• Saved entries
--------
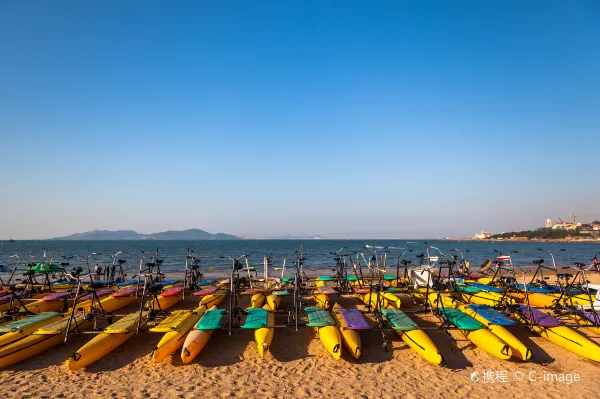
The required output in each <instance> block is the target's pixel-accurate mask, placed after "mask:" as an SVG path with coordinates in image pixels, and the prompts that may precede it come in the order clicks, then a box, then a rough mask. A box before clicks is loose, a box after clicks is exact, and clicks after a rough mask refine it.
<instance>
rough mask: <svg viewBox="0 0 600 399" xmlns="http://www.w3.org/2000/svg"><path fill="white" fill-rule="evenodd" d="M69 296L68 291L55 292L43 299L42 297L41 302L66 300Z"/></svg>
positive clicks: (46, 296) (44, 297) (70, 294)
mask: <svg viewBox="0 0 600 399" xmlns="http://www.w3.org/2000/svg"><path fill="white" fill-rule="evenodd" d="M69 295H71V292H69V291H61V292H55V293H54V294H50V295H46V296H45V297H42V300H43V301H60V300H62V299H65V298H68V297H69Z"/></svg>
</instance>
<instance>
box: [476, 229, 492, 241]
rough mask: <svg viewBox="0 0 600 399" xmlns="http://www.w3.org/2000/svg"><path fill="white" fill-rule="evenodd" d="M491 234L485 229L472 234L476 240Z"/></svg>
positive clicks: (481, 238) (488, 235)
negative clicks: (483, 230) (477, 232)
mask: <svg viewBox="0 0 600 399" xmlns="http://www.w3.org/2000/svg"><path fill="white" fill-rule="evenodd" d="M491 236H492V233H488V232H487V231H483V230H482V231H481V233H477V234H475V235H474V236H473V238H475V239H476V240H485V239H488V238H490V237H491Z"/></svg>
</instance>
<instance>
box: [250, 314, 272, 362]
mask: <svg viewBox="0 0 600 399" xmlns="http://www.w3.org/2000/svg"><path fill="white" fill-rule="evenodd" d="M274 325H275V315H274V314H273V312H268V315H267V326H274ZM274 333H275V328H273V327H265V328H257V329H256V330H254V339H255V340H256V345H257V346H258V354H259V355H260V357H264V355H265V352H266V351H267V350H268V349H269V347H270V346H271V342H272V341H273V335H274Z"/></svg>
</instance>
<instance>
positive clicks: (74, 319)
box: [0, 313, 93, 367]
mask: <svg viewBox="0 0 600 399" xmlns="http://www.w3.org/2000/svg"><path fill="white" fill-rule="evenodd" d="M69 318H70V317H69V316H67V317H65V318H63V319H61V320H59V321H57V322H54V323H51V324H48V325H45V326H44V327H42V328H40V329H38V330H36V331H35V332H34V333H33V334H31V335H28V336H26V337H24V338H22V339H20V340H18V341H16V342H13V343H12V344H9V345H6V346H4V347H2V348H0V367H6V366H10V365H12V364H15V363H19V362H21V361H23V360H26V359H29V358H30V357H33V356H35V355H37V354H38V353H42V352H44V351H45V350H48V349H50V348H52V347H54V346H56V345H58V344H61V343H62V342H64V340H65V333H66V331H67V326H68V322H69ZM77 325H79V329H80V330H86V329H88V328H91V327H92V326H93V322H92V321H91V320H87V319H86V317H85V315H84V314H83V313H78V314H76V315H75V317H74V320H73V321H72V322H71V326H70V328H69V331H70V332H73V331H75V329H76V328H77Z"/></svg>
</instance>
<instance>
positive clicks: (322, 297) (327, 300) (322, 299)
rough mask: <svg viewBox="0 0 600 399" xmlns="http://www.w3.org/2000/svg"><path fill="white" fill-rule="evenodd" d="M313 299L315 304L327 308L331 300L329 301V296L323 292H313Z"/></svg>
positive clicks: (327, 308)
mask: <svg viewBox="0 0 600 399" xmlns="http://www.w3.org/2000/svg"><path fill="white" fill-rule="evenodd" d="M313 299H314V300H315V303H316V304H317V306H319V307H321V308H323V309H329V308H330V307H331V302H330V301H329V297H328V296H327V295H325V294H317V293H315V294H314V295H313Z"/></svg>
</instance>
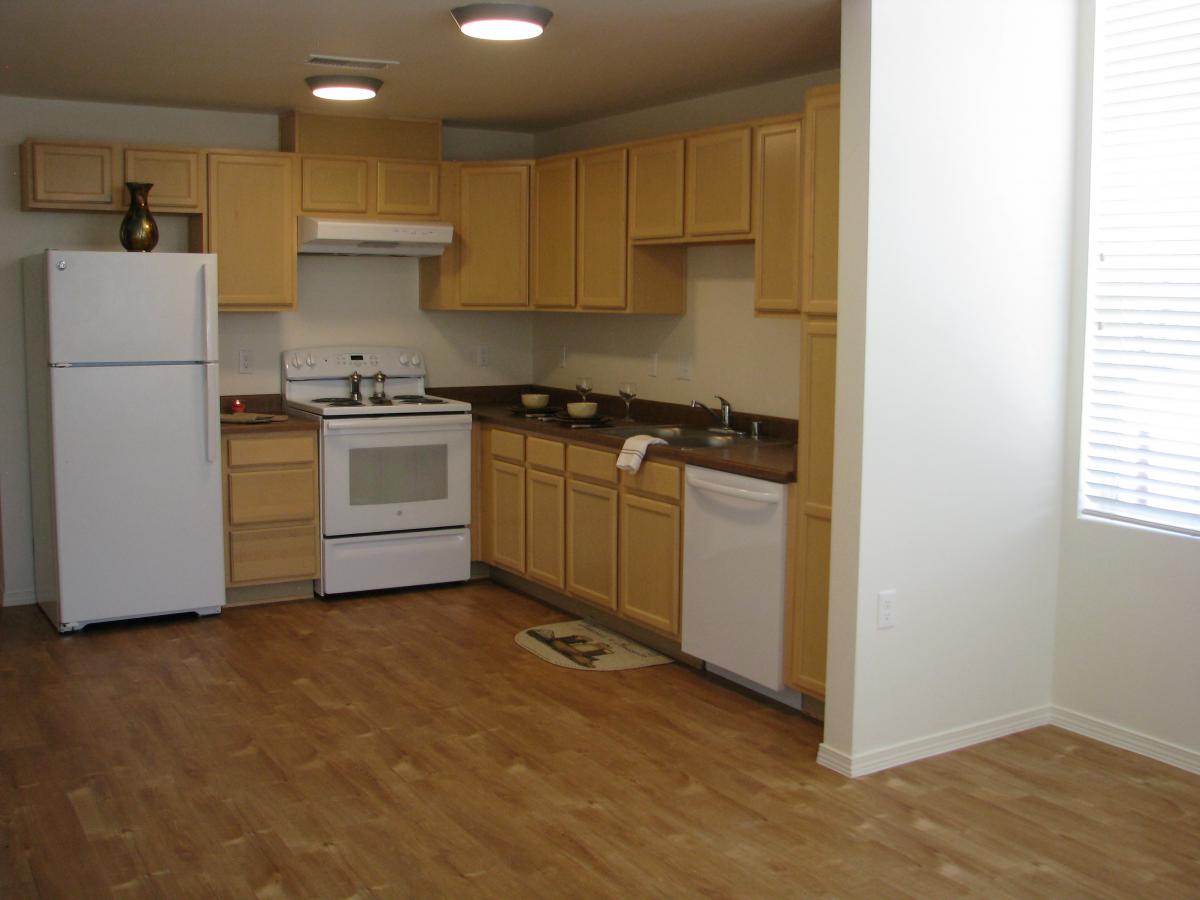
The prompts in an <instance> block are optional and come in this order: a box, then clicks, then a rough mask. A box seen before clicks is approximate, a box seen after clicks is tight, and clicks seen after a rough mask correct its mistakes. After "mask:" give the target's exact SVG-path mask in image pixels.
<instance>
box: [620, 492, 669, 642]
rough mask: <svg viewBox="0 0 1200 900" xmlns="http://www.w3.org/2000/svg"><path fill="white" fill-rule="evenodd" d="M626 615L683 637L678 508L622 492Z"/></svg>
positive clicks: (624, 577)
--------
• Aim of the task
Without the images, output all the entries exactly as they stand.

• Answer box
The required output in each <instance> block is the target's pixel-accurate mask, placed after "mask:" as an SVG path with coordinates in image pixels, and the prompts that may precede it come in the order clicks, then a box, then a rough mask. A box before clicks is loose, a box after clicks is exact, and clicks after a rough mask refine it.
<instance>
rough mask: <svg viewBox="0 0 600 399" xmlns="http://www.w3.org/2000/svg"><path fill="white" fill-rule="evenodd" d="M69 296L68 291L55 292L43 299L42 297L41 302L66 300Z"/></svg>
positive clicks: (46, 296) (44, 297) (70, 294)
mask: <svg viewBox="0 0 600 399" xmlns="http://www.w3.org/2000/svg"><path fill="white" fill-rule="evenodd" d="M69 295H71V292H69V291H61V292H55V293H54V294H50V295H46V296H45V297H42V300H43V301H60V300H62V299H65V298H68V297H69Z"/></svg>
</instance>
<instance>
box: [476, 229, 492, 241]
rough mask: <svg viewBox="0 0 600 399" xmlns="http://www.w3.org/2000/svg"><path fill="white" fill-rule="evenodd" d="M491 234L485 229L472 234L476 240Z"/></svg>
positive clicks: (481, 238) (488, 235)
negative clicks: (483, 230) (477, 232)
mask: <svg viewBox="0 0 600 399" xmlns="http://www.w3.org/2000/svg"><path fill="white" fill-rule="evenodd" d="M491 236H492V233H488V232H487V231H483V230H482V231H481V233H477V234H475V235H474V236H473V238H475V239H476V240H485V239H488V238H490V237H491Z"/></svg>
</instance>
<instance>
box: [250, 314, 272, 362]
mask: <svg viewBox="0 0 600 399" xmlns="http://www.w3.org/2000/svg"><path fill="white" fill-rule="evenodd" d="M274 325H275V315H274V314H273V312H268V315H267V326H274ZM274 333H275V328H273V327H265V328H257V329H256V330H254V339H255V340H256V345H257V346H258V354H259V355H260V357H264V355H265V352H266V351H267V350H268V349H269V347H270V346H271V342H272V341H273V335H274Z"/></svg>
</instance>
<instance>
positive clicks: (74, 319)
box: [0, 313, 93, 367]
mask: <svg viewBox="0 0 600 399" xmlns="http://www.w3.org/2000/svg"><path fill="white" fill-rule="evenodd" d="M69 318H70V317H69V316H67V317H65V318H63V319H61V320H59V321H57V322H54V323H51V324H48V325H45V326H44V327H42V328H40V329H38V330H36V331H35V332H34V333H33V334H31V335H28V336H26V337H24V338H22V339H20V340H18V341H16V342H13V343H12V344H9V345H6V346H4V347H2V348H0V367H6V366H10V365H12V364H15V363H19V362H21V361H23V360H26V359H29V358H30V357H33V356H35V355H37V354H38V353H42V352H44V351H45V350H48V349H50V348H52V347H54V346H56V345H58V344H61V343H62V342H64V340H65V333H66V331H67V326H68V322H69ZM77 325H79V329H80V330H86V329H88V328H91V327H92V326H93V322H92V321H91V320H87V319H86V317H85V315H84V314H83V313H78V314H76V315H75V317H74V320H73V321H72V322H71V326H70V328H69V331H70V332H73V331H75V329H76V328H77Z"/></svg>
</instance>
<instance>
positive clicks: (322, 297) (327, 300) (322, 299)
rough mask: <svg viewBox="0 0 600 399" xmlns="http://www.w3.org/2000/svg"><path fill="white" fill-rule="evenodd" d="M313 299L315 304L327 308L331 300L329 301V296L323 292H313Z"/></svg>
positive clicks: (327, 308)
mask: <svg viewBox="0 0 600 399" xmlns="http://www.w3.org/2000/svg"><path fill="white" fill-rule="evenodd" d="M313 299H314V300H315V303H316V304H317V306H319V307H321V308H323V309H329V308H330V307H331V302H330V301H329V297H328V296H327V295H325V294H317V293H315V294H314V295H313Z"/></svg>
</instance>
The prompts in an <instance> block are optional and come in this order: a box, then clicks, then a rough mask. A box seen before clicks is approximate, a box seen after clicks is tight, and clicks seen after a rough mask correct its mistakes. After "mask:" give the target's exact SVG-path mask in image pixels.
<instance>
box: [620, 492, 669, 642]
rough mask: <svg viewBox="0 0 1200 900" xmlns="http://www.w3.org/2000/svg"><path fill="white" fill-rule="evenodd" d="M626 615L683 637L678 508L622 492Z"/></svg>
positive clicks: (624, 577)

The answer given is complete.